* _Raw data_:
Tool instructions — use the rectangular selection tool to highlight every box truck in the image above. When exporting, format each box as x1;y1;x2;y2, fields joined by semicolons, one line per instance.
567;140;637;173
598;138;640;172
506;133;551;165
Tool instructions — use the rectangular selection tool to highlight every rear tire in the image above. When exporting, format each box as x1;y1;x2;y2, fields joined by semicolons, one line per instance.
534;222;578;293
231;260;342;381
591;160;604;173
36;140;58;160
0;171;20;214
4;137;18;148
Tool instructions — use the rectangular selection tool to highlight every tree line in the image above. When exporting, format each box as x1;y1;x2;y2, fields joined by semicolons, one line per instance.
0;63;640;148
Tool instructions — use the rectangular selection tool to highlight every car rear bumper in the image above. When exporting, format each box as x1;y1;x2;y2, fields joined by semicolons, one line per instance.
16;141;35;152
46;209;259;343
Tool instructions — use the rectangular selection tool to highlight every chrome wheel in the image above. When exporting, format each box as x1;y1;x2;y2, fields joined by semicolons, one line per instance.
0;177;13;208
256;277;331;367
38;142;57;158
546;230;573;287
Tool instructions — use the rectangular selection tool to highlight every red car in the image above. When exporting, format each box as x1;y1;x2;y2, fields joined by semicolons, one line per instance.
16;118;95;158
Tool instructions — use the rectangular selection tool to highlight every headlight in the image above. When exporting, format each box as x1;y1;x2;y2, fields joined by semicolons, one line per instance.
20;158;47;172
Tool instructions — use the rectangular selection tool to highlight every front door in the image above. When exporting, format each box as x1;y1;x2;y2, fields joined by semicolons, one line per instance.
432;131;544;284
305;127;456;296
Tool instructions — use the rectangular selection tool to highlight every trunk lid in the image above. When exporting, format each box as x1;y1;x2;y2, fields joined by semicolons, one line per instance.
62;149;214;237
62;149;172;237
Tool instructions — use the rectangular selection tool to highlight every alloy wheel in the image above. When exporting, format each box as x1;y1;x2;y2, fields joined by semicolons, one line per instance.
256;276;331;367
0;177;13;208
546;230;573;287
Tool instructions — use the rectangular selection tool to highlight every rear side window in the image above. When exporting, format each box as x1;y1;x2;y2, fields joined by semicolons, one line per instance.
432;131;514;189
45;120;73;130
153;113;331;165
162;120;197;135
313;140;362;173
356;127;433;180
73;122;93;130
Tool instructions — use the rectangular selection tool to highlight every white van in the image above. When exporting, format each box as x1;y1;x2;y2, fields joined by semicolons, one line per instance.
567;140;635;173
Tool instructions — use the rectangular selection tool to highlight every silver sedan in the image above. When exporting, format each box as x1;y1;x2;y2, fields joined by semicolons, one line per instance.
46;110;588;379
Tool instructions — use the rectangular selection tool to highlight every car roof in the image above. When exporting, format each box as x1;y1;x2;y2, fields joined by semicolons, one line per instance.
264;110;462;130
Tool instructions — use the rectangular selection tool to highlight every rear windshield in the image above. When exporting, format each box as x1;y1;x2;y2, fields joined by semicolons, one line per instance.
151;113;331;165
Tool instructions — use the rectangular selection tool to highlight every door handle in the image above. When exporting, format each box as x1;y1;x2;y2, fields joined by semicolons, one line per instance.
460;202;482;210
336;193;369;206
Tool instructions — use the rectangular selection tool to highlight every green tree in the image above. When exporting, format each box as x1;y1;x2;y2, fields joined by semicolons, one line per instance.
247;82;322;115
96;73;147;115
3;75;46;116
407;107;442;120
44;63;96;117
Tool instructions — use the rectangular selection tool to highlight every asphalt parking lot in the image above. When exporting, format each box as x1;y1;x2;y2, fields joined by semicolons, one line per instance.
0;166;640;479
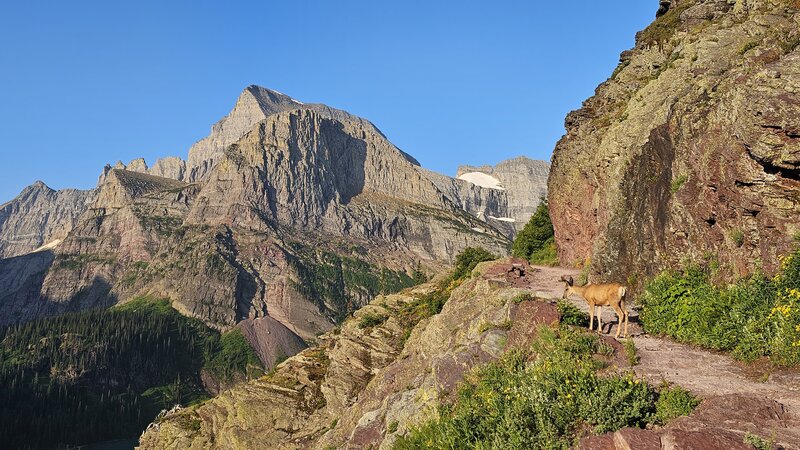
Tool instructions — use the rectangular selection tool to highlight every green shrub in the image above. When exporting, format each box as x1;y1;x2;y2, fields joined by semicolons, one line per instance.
623;338;639;366
358;312;388;329
653;383;700;425
395;328;657;449
452;247;497;280
640;251;800;366
513;293;533;304
739;41;758;55
744;433;775;450
511;199;558;265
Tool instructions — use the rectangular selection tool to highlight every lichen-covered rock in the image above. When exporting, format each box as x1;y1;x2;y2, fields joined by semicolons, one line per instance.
548;0;800;285
457;156;550;231
140;260;572;449
0;96;509;348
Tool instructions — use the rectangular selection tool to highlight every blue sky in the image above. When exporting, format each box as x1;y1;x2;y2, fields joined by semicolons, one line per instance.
0;0;658;203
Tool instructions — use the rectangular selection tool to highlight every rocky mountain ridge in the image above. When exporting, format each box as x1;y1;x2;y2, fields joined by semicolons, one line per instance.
140;259;800;450
548;0;800;286
0;181;96;259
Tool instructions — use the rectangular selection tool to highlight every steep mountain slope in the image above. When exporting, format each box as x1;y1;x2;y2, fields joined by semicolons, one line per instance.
0;87;509;358
140;259;800;450
548;0;800;285
457;156;550;231
0;181;95;259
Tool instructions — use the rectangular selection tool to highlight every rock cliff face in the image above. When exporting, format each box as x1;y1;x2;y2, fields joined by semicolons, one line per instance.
140;260;559;449
0;181;95;259
0;87;509;364
457;156;550;232
548;0;800;285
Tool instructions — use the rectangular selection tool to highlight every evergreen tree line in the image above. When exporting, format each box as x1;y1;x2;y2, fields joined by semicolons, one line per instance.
0;298;260;448
511;199;558;266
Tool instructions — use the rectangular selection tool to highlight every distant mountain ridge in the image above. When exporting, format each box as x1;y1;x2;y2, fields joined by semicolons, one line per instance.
0;86;548;365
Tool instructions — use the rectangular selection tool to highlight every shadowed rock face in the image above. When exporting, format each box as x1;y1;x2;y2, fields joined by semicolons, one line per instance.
548;0;800;285
457;156;550;231
0;181;95;258
140;260;560;449
0;88;509;357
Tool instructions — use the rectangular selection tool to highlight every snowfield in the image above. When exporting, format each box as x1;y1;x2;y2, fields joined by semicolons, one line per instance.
458;172;505;191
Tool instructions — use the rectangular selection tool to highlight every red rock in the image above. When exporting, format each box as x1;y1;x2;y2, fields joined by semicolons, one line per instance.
578;434;617;450
614;428;661;450
661;428;753;450
506;299;561;348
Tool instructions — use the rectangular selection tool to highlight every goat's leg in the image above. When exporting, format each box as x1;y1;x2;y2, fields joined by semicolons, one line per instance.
614;305;628;339
597;305;603;334
622;306;628;337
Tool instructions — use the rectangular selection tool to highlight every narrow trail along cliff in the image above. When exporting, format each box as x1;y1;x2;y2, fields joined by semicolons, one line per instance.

* _What this task involves_:
Everything from the line containing "highlight every snowfield" through the last line of the records must be given again exactly; leave out all other lines.

* _Solution_:
Tool instructions — use the rectangular selection tool to highlight every snowfield in the image above. When exporting, format each box as x1;y1;x2;y2, fields joined by semicolons, one line per instance.
458;172;505;191
Tool instructions — use the rectangular selection tool to highlight every red rock in the image above. When exporting, format each box as x1;y1;x2;y2, fields joined by semicolons, one line per instance.
578;434;617;450
614;428;661;450
661;428;753;450
506;299;561;348
Tool instructions — use the rectangular selection tool to highlight every goat's leg in the image above. When exporting, format each box as x1;y1;x2;y2, fields joined by semicolons, one line per instance.
614;305;628;339
597;305;603;334
622;306;628;337
Tool instructions — use the rectangular selection tool to highlight every narrow trail along cliff in the image above. When exporting, format each box as x1;y1;x2;y2, fields joined by semicolons, one line per instance.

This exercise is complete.